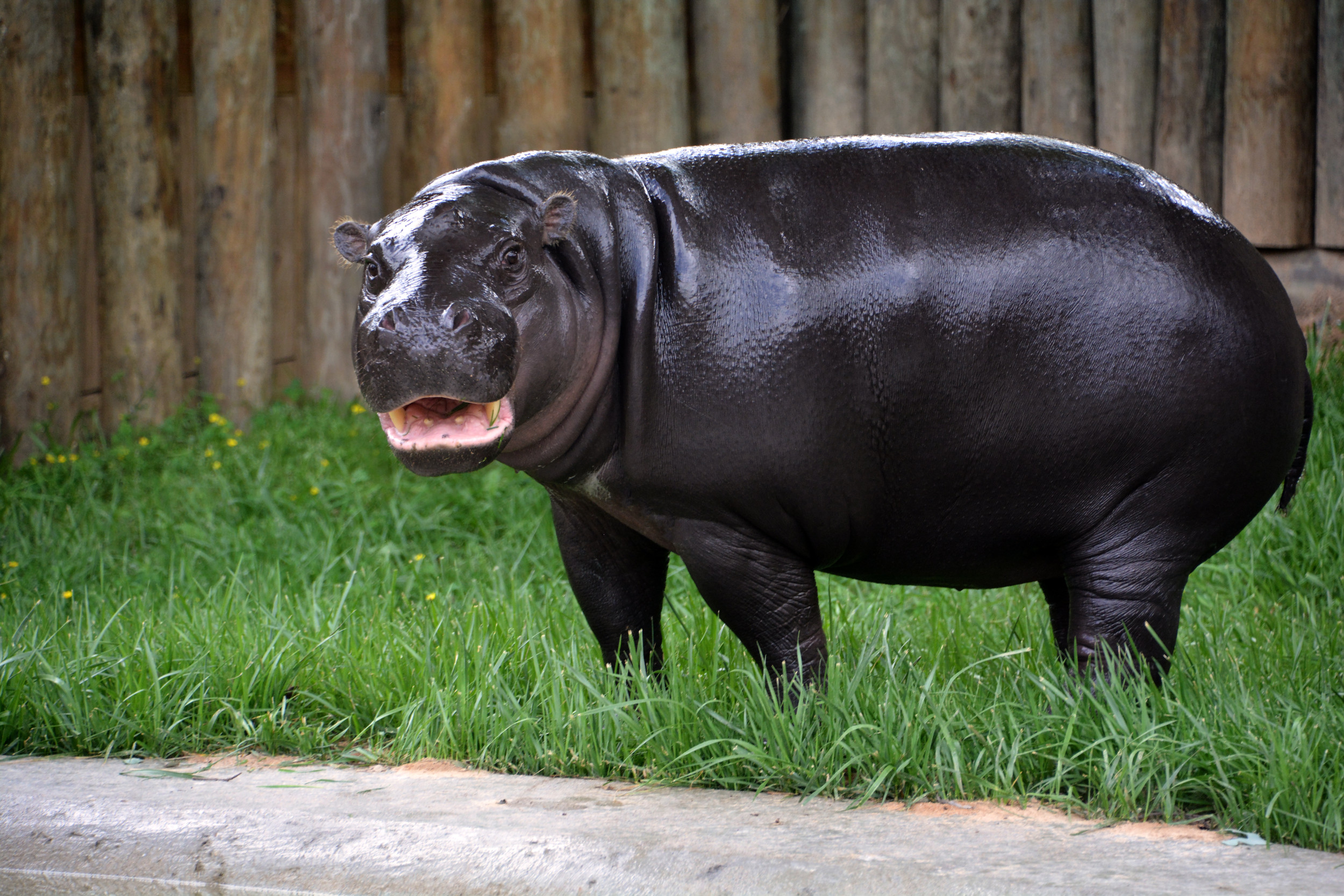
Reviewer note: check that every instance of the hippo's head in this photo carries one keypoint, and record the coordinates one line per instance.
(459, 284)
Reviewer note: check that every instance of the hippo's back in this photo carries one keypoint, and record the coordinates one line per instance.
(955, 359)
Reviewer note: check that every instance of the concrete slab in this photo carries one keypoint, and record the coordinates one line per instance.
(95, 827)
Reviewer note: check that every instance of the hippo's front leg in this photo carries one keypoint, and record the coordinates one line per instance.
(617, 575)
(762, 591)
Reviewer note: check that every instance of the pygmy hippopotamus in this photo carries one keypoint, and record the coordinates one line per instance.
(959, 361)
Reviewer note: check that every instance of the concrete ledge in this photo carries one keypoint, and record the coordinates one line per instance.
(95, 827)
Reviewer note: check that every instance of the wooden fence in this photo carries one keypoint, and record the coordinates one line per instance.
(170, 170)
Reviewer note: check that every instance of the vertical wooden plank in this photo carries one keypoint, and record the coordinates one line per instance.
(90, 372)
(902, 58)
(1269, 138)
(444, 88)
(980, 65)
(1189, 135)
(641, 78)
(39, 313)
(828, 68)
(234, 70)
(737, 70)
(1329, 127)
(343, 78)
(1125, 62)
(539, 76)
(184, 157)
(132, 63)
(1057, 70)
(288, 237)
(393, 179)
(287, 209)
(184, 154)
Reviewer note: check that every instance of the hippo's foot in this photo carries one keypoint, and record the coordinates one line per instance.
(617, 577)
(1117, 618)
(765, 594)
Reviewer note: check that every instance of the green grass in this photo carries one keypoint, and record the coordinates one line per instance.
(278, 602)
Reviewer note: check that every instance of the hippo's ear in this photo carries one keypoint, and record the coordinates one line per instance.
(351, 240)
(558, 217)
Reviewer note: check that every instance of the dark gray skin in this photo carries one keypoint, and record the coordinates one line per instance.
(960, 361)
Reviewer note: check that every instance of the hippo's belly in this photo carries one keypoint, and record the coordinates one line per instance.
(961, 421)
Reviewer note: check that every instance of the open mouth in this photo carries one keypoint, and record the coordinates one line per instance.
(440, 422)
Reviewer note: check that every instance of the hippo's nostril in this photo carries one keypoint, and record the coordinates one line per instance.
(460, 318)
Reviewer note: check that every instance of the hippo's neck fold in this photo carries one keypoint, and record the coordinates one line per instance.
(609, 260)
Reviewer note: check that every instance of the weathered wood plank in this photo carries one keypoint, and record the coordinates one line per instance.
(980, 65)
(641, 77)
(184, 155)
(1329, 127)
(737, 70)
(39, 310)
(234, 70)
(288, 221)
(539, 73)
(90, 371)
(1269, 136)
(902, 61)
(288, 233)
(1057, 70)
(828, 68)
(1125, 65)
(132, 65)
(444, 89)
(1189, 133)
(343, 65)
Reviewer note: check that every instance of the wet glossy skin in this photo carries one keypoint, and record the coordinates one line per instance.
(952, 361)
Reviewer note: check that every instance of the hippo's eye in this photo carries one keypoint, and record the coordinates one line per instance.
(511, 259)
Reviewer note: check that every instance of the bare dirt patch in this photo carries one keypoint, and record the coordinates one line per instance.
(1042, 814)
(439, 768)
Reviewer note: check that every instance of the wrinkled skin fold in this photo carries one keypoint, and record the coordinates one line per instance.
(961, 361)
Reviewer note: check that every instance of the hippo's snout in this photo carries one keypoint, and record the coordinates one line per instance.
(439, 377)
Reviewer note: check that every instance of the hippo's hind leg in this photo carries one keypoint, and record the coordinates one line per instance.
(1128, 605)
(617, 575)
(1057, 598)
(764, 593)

Directions
Find the line that contains "Reviewer note: check that every instance of the weathered". Repeat it and every line after it, exactly as written, up to and including the last line of the records above.

The result
Reviewer note: check that every instance of the weathered wood plank in this photo carries one keypoint, and record the coordinates one line per instance.
(980, 65)
(641, 77)
(184, 155)
(1329, 127)
(737, 70)
(39, 310)
(234, 70)
(288, 221)
(539, 73)
(90, 371)
(1269, 136)
(902, 61)
(288, 233)
(1057, 70)
(828, 68)
(1125, 65)
(132, 65)
(444, 89)
(1189, 133)
(343, 65)
Reviewer note: check that every instance of the wet glossy skin in this photo carries one keypoint, and record the coordinates one line per instance.
(952, 361)
Reviewer note: check that every instance of the hippo's eye in this photo carries one keypoint, and record the coordinates one line per instance.
(511, 259)
Reviewer note: check that every instance of the bare dirt patch in this photo carries one keypoint, and record the coordinates one line per instance.
(1042, 814)
(439, 768)
Reviewer note: check that every instance of the wrinkled skin fold in this photo carries one keypoint, and record the coordinates one line per instance.
(961, 361)
Reviewer note: check that every instance of the hippo's snout in this photo carries one keypoint, and record the coordinates one line per instance.
(439, 377)
Reviewer note: check that every instance of the hippo's hind leg in this photo carries one keypoint, and record the coordinates one line per instance.
(1128, 605)
(617, 575)
(1057, 598)
(764, 593)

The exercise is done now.